Teólogo Fabián Salazar Guerrero. Director de la Fundación para el diálogo y la cooperación interreligiosa. INTERFE

 

En algún momento de la vida miramos a nuestro alrededor y nos sentimos incompletos, y aunque los demás nos vean contentos y tengamos lo que “necesitamos” se evidencia un vacío existencial como si  estuviéramos en el lugar equivocado o como si lo que somos no tuviese sentido.

Y a pesar que experimentamos este sinsabor, casi como una espina que nos mortifica, preferimos quedarnos quietos, sea por comodidad, por miedo al cambio o simplemente porque aprendimos a soportar  esa situación y la  calmamos con distractores de la vida cotidiana.  Nos acostumbramos a nuestra zona de confort.

Pero esa situación que parecería de “bienestar” irónicamente  enferma el cuerpo, pero aún más, enferma el corazón, que de manera callada se llena de dolor,  de resentimiento, de rabia,  de desilusión, de vulnerabilidad y fracaso. Tenemos miedo de expresar ese descontento para evitar el qué dirán, para evitar que piensen que somos desagradecidos con la vida, para evitar el tener que actuar y es entonces que buscamos sosiego bajo el velo de la auto-justificación.
============================================================
# Consigna
Repite textualmente el fragmento del texto sobre el vacío existencial que va desde "En algún momento" hasta "zona de confort.".

# Datos mostrados
============================================================
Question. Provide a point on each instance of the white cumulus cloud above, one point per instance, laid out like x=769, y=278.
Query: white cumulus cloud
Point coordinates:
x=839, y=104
============================================================
# La solución
En algún momento de la vida miramos a nuestro alrededor y nos sentimos incompletos, y aunque los demás nos vean contentos y tengamos lo que “necesitamos” se evidencia un vacío existencial como si  estuviéramos en el lugar equivocado o como si lo que somos no tuviese sentido.

Y a pesar que experimentamos este sinsabor, casi como una espina que nos mortifica, preferimos quedarnos quietos, sea por comodidad, por miedo al cambio o simplemente porque aprendimos a soportar  esa situación y la  calmamos con distractores de la vida cotidiana.  Nos acostumbramos a nuestra zona de confort.